• [What you should do] Return the whole listing, keeping every character the same.

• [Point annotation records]
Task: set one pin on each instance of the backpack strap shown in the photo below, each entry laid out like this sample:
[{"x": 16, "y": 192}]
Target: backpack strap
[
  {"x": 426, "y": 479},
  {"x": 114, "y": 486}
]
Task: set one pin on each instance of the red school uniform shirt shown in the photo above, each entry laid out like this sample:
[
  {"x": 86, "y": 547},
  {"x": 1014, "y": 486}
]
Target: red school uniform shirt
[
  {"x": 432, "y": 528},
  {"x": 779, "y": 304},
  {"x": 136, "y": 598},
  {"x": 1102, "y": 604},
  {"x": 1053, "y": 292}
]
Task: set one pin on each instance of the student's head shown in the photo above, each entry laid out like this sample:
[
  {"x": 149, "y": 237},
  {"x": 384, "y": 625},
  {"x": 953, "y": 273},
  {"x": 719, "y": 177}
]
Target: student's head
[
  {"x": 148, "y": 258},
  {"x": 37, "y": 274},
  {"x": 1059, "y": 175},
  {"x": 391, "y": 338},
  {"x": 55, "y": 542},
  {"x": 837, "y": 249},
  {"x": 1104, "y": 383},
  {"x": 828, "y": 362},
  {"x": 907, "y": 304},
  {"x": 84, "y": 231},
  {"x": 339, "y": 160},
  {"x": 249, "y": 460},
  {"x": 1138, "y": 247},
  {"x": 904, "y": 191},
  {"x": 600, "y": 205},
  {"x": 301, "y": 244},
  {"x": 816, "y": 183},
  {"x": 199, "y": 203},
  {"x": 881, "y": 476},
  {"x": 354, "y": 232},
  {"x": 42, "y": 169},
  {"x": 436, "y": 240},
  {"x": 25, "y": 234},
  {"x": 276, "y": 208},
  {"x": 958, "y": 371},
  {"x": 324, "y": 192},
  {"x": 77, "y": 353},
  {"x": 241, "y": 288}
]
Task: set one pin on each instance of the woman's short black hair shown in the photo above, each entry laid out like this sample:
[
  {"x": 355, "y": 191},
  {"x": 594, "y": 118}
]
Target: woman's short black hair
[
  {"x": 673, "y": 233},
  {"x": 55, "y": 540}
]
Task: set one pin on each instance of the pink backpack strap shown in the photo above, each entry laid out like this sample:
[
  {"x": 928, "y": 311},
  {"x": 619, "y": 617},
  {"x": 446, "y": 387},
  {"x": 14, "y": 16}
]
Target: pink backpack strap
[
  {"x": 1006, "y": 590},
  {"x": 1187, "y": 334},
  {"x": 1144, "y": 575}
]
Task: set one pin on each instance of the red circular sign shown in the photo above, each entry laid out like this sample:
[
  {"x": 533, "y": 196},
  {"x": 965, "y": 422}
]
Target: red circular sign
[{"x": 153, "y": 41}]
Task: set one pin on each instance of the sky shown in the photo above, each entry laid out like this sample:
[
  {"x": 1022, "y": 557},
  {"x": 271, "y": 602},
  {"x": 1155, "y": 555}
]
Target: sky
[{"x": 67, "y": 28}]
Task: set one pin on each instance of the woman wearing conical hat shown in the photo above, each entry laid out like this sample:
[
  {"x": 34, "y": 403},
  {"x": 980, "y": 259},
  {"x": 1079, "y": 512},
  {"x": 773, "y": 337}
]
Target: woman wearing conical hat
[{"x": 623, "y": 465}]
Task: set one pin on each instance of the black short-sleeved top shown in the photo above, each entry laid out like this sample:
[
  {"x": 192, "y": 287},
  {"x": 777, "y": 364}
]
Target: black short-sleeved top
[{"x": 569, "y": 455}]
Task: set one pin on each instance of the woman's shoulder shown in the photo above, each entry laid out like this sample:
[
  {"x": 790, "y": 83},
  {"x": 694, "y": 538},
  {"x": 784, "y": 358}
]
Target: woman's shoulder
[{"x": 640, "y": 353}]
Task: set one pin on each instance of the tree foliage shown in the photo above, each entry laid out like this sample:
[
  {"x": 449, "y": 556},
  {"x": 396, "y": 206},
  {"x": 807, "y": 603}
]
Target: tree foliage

• [Answer in full]
Task: set one pin on each instance of the backpack strap shown in the photo below, each entry laid out like this sample:
[{"x": 16, "y": 192}]
Target: backpack strap
[
  {"x": 426, "y": 479},
  {"x": 114, "y": 486}
]
Task: set one pin on each instance of the red school uniform shirt shown in the photo above, each entry laid out like this sample:
[
  {"x": 86, "y": 547},
  {"x": 1014, "y": 486}
]
Target: red school uniform shirt
[
  {"x": 432, "y": 528},
  {"x": 779, "y": 304},
  {"x": 136, "y": 598},
  {"x": 1102, "y": 604},
  {"x": 1053, "y": 292}
]
Task: set one pin on each instance of the student's head shown in the photo above, each entry laid out like this sample:
[
  {"x": 149, "y": 237},
  {"x": 384, "y": 625},
  {"x": 953, "y": 273},
  {"x": 719, "y": 177}
]
Target: student's head
[
  {"x": 148, "y": 258},
  {"x": 37, "y": 274},
  {"x": 1059, "y": 175},
  {"x": 391, "y": 338},
  {"x": 55, "y": 542},
  {"x": 837, "y": 249},
  {"x": 1104, "y": 383},
  {"x": 828, "y": 362},
  {"x": 907, "y": 304},
  {"x": 84, "y": 231},
  {"x": 339, "y": 160},
  {"x": 249, "y": 460},
  {"x": 1138, "y": 247},
  {"x": 904, "y": 191},
  {"x": 600, "y": 205},
  {"x": 301, "y": 244},
  {"x": 816, "y": 183},
  {"x": 199, "y": 203},
  {"x": 881, "y": 476},
  {"x": 354, "y": 232},
  {"x": 42, "y": 169},
  {"x": 436, "y": 240},
  {"x": 25, "y": 234},
  {"x": 276, "y": 208},
  {"x": 958, "y": 371},
  {"x": 324, "y": 192},
  {"x": 77, "y": 353},
  {"x": 241, "y": 288}
]
Task: set one pin on each instance of the woman's short black hair shown in the photo above, each entry laid out like this sample:
[
  {"x": 355, "y": 191},
  {"x": 594, "y": 118}
]
Target: woman's short black hair
[
  {"x": 673, "y": 233},
  {"x": 55, "y": 540}
]
Task: set one pin on each instance of the pink backpack strap shown in the photo above, each entry laid out like this sample:
[
  {"x": 928, "y": 311},
  {"x": 619, "y": 617},
  {"x": 446, "y": 387},
  {"x": 14, "y": 16}
]
Target: pink backpack strap
[
  {"x": 1006, "y": 590},
  {"x": 1187, "y": 334},
  {"x": 1144, "y": 575}
]
Task: set one pin on each instance of the red circular sign shown in the photo above, each entry laid out like this sample:
[
  {"x": 533, "y": 196},
  {"x": 965, "y": 422}
]
Target: red circular sign
[{"x": 153, "y": 41}]
Task: set one pin on each instance of the sky shown in the photo above, each entry laid out like this sample:
[
  {"x": 1022, "y": 557},
  {"x": 271, "y": 602},
  {"x": 1155, "y": 555}
]
Target: sky
[{"x": 67, "y": 28}]
Task: set one pin on each instance of the woman wearing conical hat shown in the photo above, each entry laid out like this sample:
[
  {"x": 34, "y": 403},
  {"x": 980, "y": 259},
  {"x": 1079, "y": 512},
  {"x": 773, "y": 337}
]
Target: woman wearing conical hat
[{"x": 623, "y": 465}]
Task: set one pin on each instance of the black short-sleeved top shown in the photo above, each entry laid out like this sample:
[
  {"x": 192, "y": 287},
  {"x": 777, "y": 364}
]
Target: black short-sleeved top
[{"x": 569, "y": 455}]
Task: set one pin on each instance of the woman's shoulder shown in the photo above, each entry laid out like this sample:
[
  {"x": 790, "y": 83},
  {"x": 694, "y": 538},
  {"x": 784, "y": 358}
]
Target: woman's shoulder
[{"x": 640, "y": 353}]
Task: set one pin on each instance of the tree foliage shown in the photo above, each entry laid out like this sample:
[
  {"x": 449, "y": 556},
  {"x": 396, "y": 206},
  {"x": 807, "y": 603}
]
Target: tree foliage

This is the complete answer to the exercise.